> PROVIDED DATA
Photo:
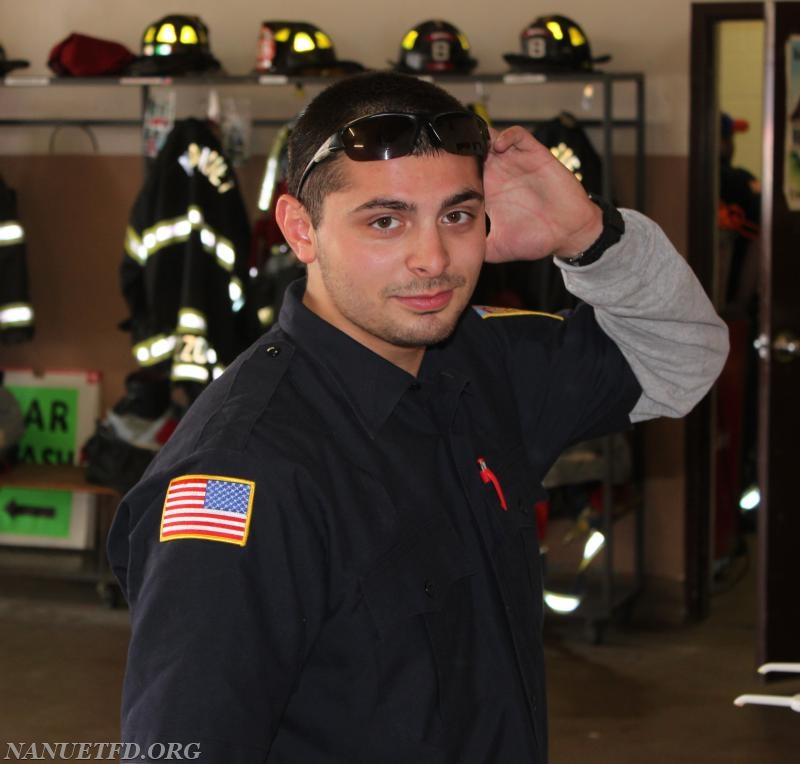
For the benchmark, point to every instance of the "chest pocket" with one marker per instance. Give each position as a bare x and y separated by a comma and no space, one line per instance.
416,577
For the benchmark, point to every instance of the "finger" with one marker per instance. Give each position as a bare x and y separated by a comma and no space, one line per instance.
508,138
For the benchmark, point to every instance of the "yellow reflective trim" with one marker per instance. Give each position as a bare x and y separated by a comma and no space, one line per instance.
409,40
303,43
167,34
576,37
188,35
154,349
191,320
190,372
555,30
168,232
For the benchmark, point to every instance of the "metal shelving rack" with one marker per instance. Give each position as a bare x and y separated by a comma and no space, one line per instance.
613,593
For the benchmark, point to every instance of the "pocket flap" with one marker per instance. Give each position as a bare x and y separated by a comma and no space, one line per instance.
416,576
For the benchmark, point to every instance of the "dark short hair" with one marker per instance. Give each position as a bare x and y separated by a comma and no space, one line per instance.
351,98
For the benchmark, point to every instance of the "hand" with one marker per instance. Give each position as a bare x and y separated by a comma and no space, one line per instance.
536,205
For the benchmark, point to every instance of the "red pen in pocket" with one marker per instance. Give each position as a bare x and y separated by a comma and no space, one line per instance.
489,477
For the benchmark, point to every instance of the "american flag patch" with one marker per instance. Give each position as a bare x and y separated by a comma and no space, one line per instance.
207,507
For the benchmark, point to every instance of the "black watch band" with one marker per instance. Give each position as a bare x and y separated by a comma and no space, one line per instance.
613,228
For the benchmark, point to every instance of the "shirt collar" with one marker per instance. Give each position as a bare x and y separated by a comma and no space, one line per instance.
372,385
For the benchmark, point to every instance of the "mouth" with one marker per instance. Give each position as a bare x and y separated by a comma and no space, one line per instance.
426,303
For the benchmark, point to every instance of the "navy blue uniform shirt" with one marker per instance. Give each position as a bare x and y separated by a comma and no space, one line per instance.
379,602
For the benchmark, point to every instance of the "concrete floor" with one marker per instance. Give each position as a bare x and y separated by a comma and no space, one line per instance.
647,695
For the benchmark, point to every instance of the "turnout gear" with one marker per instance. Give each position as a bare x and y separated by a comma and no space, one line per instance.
185,262
435,47
16,311
298,48
175,44
553,44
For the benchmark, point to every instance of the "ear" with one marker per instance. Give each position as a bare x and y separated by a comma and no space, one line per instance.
295,224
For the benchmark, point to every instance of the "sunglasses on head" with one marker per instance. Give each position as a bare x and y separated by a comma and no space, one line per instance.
393,135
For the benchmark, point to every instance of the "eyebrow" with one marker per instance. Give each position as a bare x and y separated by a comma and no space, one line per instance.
389,203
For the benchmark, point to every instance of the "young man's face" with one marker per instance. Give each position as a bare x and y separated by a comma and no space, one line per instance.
398,252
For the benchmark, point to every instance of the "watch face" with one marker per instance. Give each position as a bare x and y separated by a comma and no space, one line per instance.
613,228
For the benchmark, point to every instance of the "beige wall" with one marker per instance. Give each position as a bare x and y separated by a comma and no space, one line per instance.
82,232
649,36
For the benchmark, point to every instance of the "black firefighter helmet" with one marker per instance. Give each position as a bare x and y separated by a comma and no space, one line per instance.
298,48
435,47
553,44
174,45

> EXERCISE INSTRUCTIONS
Report every line in the data above that contains the word "shirt", copying each such line in full.

> RESULT OF THE EXERCISE
For the benchmark, point to every instance of the "shirt collar" with one marker per instance. Give each position as a bare x and y separated by a comma and no space, one line per instance.
For the benchmark, point to every instance of the "navy blue uniform shirt" with one marker per instance. Give each position as a bare x and y separated by a comma and no space, one line per instance.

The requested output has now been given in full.